■ **Supplied passage**:
My New Year’s Day morning was quiet. It was exactly what it needed to be. We all slept in until about 11:00am and J made us an incredible biscuit and gravy brunch. Now only is that one of my favorite meals but the fact that I was able to stomach it was even better. I lounged around until the wind died down and went for a little walk with J.
I think I built up Transplant in my head and what I needed to do to get to Transplant that I never considered what to do after Transplant. What now? Because I didn’t really give it much thought I’m kind of wandering in this pool of uncertainty. What is recovery and how do I answer? How are you doing? Because I feel like the expectation is that I’m feeling better except I’m not always feeling better. Sometimes I do feel great but other times I feel like trash again.
The Transplant Coordinator called me today on our way home; I still have her number saved in my phone contacts so of course instantly seeing her name made my stomach cringe. Dr. P ordered a booster transplant for me on the 11th. I’m going to go get T cells. My biopsy at my 30 day while the majority was clear the MRD came back with some inconsistencies. It didn’t show that it was negative or positive it showed inconclusive so I will need to repeat the biopsy until then the T cells are meant to give me a boost. The ability of recipient T cells to recognize donor-derived antigens, called allorecognition, initiates allograft rejection. Once recipient T cells become activated, they undergo clonal expansion, differentiate into effector cells, and migrate into the graft where they promote tissue destruction.

■ **Information supplied**:
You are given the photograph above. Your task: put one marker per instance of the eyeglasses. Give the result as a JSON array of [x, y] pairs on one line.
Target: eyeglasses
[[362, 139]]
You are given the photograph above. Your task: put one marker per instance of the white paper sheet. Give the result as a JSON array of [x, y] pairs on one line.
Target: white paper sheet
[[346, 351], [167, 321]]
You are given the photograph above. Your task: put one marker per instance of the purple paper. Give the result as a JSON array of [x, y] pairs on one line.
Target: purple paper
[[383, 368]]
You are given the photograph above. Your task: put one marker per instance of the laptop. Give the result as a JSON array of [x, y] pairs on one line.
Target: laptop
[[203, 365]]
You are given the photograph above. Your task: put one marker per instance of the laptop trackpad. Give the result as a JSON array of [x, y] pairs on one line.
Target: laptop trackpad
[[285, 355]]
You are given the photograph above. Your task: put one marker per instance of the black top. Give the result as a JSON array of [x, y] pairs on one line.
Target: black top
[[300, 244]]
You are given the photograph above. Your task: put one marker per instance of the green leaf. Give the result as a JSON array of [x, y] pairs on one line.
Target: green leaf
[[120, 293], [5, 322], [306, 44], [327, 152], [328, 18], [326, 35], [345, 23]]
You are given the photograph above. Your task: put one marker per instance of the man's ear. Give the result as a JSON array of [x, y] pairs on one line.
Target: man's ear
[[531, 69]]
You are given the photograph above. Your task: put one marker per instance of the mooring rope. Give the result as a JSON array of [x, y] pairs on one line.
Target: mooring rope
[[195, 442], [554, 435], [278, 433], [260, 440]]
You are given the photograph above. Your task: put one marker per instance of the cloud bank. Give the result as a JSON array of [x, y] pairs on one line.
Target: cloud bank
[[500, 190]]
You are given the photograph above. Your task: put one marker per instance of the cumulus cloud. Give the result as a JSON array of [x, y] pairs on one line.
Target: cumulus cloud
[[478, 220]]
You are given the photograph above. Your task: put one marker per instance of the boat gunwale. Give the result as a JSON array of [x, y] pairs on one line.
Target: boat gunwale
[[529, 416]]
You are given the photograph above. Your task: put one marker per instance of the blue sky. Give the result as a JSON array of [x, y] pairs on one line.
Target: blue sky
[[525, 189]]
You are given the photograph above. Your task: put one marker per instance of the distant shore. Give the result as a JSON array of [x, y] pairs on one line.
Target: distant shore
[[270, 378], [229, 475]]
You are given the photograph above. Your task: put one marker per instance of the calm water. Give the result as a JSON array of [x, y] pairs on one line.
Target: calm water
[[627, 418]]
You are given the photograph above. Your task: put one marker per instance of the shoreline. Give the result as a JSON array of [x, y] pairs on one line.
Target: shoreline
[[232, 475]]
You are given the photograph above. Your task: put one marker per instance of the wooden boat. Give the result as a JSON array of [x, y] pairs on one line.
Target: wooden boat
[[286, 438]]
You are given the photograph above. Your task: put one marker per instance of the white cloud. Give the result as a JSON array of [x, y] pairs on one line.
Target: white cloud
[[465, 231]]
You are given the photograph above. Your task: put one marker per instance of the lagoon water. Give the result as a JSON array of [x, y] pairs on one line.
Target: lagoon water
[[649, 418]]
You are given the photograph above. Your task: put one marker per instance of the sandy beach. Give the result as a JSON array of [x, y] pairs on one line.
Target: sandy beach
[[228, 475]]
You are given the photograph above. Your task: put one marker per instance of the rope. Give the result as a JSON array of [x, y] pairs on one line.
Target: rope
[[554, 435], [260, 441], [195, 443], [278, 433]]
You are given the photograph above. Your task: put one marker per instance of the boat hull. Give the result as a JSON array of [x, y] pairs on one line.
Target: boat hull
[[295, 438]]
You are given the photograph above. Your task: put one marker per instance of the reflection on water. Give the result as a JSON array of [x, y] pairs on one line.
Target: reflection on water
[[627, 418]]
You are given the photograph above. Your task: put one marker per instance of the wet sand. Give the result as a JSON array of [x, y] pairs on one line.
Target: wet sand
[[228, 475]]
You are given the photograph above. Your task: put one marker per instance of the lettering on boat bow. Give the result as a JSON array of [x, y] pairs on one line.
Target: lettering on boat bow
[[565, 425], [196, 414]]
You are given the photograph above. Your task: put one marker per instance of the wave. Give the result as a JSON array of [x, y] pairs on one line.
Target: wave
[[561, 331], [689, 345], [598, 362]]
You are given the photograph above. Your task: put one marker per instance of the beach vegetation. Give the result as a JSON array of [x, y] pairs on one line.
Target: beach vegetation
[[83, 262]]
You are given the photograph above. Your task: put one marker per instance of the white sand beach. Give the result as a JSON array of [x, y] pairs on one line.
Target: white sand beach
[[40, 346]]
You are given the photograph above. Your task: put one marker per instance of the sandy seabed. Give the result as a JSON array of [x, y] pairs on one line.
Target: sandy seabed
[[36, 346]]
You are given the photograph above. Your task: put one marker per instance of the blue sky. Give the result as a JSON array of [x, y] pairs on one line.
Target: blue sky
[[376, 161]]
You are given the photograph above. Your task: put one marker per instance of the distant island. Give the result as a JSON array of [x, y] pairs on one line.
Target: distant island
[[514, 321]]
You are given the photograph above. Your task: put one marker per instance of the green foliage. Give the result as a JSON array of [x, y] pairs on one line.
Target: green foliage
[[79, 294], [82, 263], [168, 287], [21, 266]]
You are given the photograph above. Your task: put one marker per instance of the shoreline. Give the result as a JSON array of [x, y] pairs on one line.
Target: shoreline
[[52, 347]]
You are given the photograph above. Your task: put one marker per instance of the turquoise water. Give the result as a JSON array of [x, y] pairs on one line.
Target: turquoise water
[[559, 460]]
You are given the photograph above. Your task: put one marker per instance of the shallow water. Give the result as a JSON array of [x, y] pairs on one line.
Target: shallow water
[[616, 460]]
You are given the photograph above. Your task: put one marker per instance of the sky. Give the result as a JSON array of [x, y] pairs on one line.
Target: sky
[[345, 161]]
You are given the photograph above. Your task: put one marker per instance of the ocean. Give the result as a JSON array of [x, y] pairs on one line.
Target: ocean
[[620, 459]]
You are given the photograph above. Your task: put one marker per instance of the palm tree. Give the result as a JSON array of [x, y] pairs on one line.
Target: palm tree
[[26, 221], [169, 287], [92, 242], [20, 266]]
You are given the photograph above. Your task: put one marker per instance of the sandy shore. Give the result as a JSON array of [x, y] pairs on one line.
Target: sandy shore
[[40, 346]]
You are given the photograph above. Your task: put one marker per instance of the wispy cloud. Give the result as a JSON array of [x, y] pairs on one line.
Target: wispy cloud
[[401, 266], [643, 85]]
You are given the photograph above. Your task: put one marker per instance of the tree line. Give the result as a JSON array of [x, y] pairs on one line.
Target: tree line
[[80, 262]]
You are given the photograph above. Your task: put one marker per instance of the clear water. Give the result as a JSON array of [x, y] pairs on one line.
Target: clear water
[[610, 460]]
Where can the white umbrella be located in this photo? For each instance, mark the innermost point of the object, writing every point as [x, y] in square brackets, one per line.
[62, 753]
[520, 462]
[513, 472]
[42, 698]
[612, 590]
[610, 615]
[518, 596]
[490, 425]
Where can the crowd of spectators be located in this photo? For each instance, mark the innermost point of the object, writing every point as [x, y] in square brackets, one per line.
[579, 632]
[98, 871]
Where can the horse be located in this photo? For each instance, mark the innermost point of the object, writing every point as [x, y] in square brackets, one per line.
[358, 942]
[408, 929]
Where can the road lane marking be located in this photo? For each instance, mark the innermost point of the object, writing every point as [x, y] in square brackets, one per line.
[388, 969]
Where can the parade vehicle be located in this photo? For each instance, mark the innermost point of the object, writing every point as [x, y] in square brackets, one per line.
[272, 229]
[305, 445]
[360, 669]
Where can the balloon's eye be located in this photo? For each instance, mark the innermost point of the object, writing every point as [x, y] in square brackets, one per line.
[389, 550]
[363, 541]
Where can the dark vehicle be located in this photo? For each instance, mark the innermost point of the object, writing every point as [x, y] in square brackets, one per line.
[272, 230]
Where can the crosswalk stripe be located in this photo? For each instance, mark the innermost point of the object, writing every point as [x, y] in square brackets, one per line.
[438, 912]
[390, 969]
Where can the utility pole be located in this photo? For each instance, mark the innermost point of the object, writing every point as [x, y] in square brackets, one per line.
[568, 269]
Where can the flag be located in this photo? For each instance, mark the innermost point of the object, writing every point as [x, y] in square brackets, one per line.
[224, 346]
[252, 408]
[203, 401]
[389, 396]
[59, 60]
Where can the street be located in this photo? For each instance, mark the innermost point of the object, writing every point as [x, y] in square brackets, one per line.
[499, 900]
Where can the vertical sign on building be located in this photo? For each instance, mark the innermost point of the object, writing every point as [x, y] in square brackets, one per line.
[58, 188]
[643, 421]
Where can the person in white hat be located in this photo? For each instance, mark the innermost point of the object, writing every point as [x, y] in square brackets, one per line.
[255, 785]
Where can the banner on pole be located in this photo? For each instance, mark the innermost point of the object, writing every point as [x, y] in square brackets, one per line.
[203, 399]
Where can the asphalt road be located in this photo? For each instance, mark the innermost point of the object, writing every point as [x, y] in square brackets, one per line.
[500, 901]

■ **What needs to be done**: Copy the transplant recovery post word for word from "My New Year’s" to "like trash again.". These records were drawn from a different source than the text above.

■ **Response area**:
My New Year’s Day morning was quiet. It was exactly what it needed to be. We all slept in until about 11:00am and J made us an incredible biscuit and gravy brunch. Now only is that one of my favorite meals but the fact that I was able to stomach it was even better. I lounged around until the wind died down and went for a little walk with J.
I think I built up Transplant in my head and what I needed to do to get to Transplant that I never considered what to do after Transplant. What now? Because I didn’t really give it much thought I’m kind of wandering in this pool of uncertainty. What is recovery and how do I answer? How are you doing? Because I feel like the expectation is that I’m feeling better except I’m not always feeling better. Sometimes I do feel great but other times I feel like trash again.